## Work task
Copy out each line below exactly as it appears.

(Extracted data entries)
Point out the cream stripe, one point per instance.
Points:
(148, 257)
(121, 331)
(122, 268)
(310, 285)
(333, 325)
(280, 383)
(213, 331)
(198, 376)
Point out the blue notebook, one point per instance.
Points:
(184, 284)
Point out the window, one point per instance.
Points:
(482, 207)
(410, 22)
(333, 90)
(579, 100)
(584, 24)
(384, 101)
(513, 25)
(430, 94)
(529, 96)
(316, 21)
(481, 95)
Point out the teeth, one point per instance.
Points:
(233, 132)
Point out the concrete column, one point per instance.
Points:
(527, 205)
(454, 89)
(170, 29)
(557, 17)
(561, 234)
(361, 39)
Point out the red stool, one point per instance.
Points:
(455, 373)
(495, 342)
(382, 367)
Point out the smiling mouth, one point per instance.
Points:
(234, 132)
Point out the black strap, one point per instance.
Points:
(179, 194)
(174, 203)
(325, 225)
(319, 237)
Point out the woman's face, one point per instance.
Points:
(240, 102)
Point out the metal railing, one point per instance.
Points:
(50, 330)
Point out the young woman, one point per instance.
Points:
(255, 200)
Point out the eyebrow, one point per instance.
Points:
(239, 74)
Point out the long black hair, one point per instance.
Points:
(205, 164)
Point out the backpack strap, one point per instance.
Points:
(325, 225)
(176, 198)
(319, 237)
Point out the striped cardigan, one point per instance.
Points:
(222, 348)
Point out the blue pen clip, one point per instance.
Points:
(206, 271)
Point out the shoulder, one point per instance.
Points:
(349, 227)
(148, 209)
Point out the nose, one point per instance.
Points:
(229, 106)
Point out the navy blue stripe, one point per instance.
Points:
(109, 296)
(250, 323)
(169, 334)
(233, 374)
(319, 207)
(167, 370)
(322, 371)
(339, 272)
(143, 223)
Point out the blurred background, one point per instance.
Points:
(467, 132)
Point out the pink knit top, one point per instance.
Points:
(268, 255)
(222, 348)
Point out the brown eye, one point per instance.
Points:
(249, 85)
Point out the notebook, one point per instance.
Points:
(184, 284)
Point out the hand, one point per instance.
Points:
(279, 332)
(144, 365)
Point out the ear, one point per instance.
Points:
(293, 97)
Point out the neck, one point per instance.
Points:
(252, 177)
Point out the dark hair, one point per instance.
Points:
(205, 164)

## Result
Point out the cream stripe, one point per instance.
Points:
(148, 257)
(121, 331)
(122, 268)
(310, 285)
(333, 325)
(280, 383)
(213, 331)
(198, 376)
Point out the blue notebook, one point per instance.
Points:
(184, 284)
Point out the window, one point per instance.
Points:
(482, 207)
(410, 22)
(333, 90)
(579, 100)
(584, 24)
(384, 101)
(513, 25)
(430, 94)
(529, 96)
(316, 21)
(481, 95)
Point out the teeth, one point per instance.
Points:
(233, 132)
Point out the concrete column, one point per instance.
Points:
(527, 205)
(454, 89)
(170, 29)
(557, 17)
(561, 234)
(361, 39)
Point out the red stool, one point per instance.
Points:
(455, 373)
(495, 342)
(382, 367)
Point out the smiling mouth, one point per instance.
Points:
(234, 132)
Point out the black strap, one point per instance.
Points:
(179, 194)
(174, 203)
(325, 225)
(319, 237)
Point out the woman's face, one point per instance.
Points:
(240, 102)
Point out the metal railing, one point per instance.
Points:
(50, 330)
Point out the young woman, one point per instance.
Points:
(255, 200)
Point out the eyebrow, one point per instance.
Points:
(239, 74)
Point out the long black hair, one point per instance.
Points:
(205, 164)
Point out the backpack strap, one point per instance.
Points:
(325, 225)
(176, 198)
(319, 237)
Point out the striped cardigan, one point per instance.
Points:
(222, 348)
Point out the blue pen clip, one point per instance.
Points:
(206, 271)
Point out the shoulder, one point per instance.
Points:
(349, 227)
(148, 209)
Point out the nose, one point per instance.
Points:
(229, 106)
Point out the navy blue stripe, one point per instance.
Points:
(109, 296)
(250, 323)
(169, 334)
(233, 374)
(319, 207)
(167, 370)
(322, 371)
(339, 272)
(143, 223)
Point out the blurred background, one point per instance.
Points:
(467, 132)
Point out the pink knit top, one point per instance.
Points:
(268, 255)
(222, 348)
Point out the brown eye, one point per instance.
Points:
(249, 85)
Point out the notebook, one point per instance.
Points:
(184, 284)
Point out the hand, one point per instance.
Points:
(279, 332)
(144, 365)
Point out the ear, one point per instance.
Points:
(293, 97)
Point out the neck, one point per instance.
Points:
(252, 177)
Point out the dark hair, one point per instance.
Points:
(205, 164)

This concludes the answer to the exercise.